* _Task directions_: In the forum thread below about changing a server's IP address with bash CGI, what does Irithori say can be used for central IP control?
--- START OF Document passage ---
Find the answer to your Linux question:
Page 1 of 2 1 2 LastLast
Results 1 to 10 of 17
Hi. I am a newbie. Is it possible to Change the IP address of the server using bash CGI. If it is, can some one give me basic bash cgi ...
Enjoy an ad free experience by logging in. Not a member yet? Register.
  1. #1
    Just Joined!
    Join Date
    Jan 2012
    Posts
    6

    Changing the IP address of the server using bash CGI


    Hi.

    I am a newbie.

    Is it possible to Change the IP address of the server using bash CGI.

    If it is, can some one give me basic bash cgi code to do this?

    Please assist.

  2. #2
    Trusted Penguin Irithori's Avatar
    Join Date
    May 2009
    Location
    Munich
    Posts
    3,398
    Theoretically yes, but there is a high chance of
    - killing your connection or
    - disconnected the whole server or
    - interfere with the other server config (firewall, other listening daemons, sync processes, etc)

    Imho, there is a difference in what can be done vs what should be done.
    You must always face the curtain with a bow.

  3. #3
    Trusted Penguin Irithori's Avatar
    Join Date
    May 2009
    Location
    Munich
    Posts
    3,398
    Also, this cgi script will need elevated privileges, which is also not recommended.

    What do you actually try to achieve, what is your usecase?
    In general, dhcp can be used for central IP control.
    Usually at boot time.
    You must always face the curtain with a bow.

  4. #4
    Just Joined!
    Join Date
    Jan 2012
    Posts
    6
    I have a device which has a linux O.S onboard.
--- END OF Document passage ---
--- START OF Data extract ---
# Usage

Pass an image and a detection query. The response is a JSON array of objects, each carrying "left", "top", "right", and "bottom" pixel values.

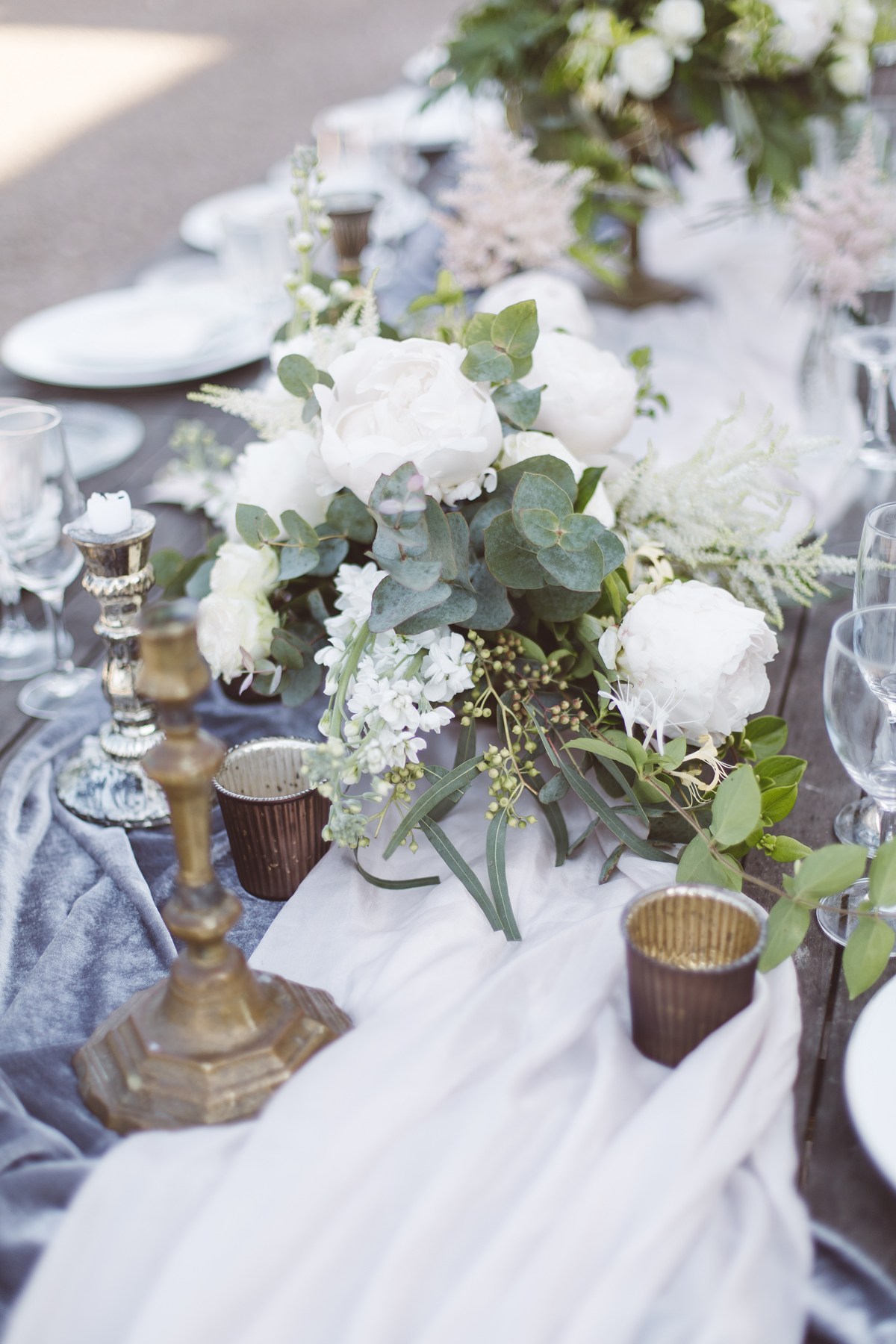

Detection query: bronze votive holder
[
  {"left": 214, "top": 738, "right": 329, "bottom": 900},
  {"left": 622, "top": 884, "right": 767, "bottom": 1065}
]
--- END OF Data extract ---
* _Task response_: DHCP, usually at boot time.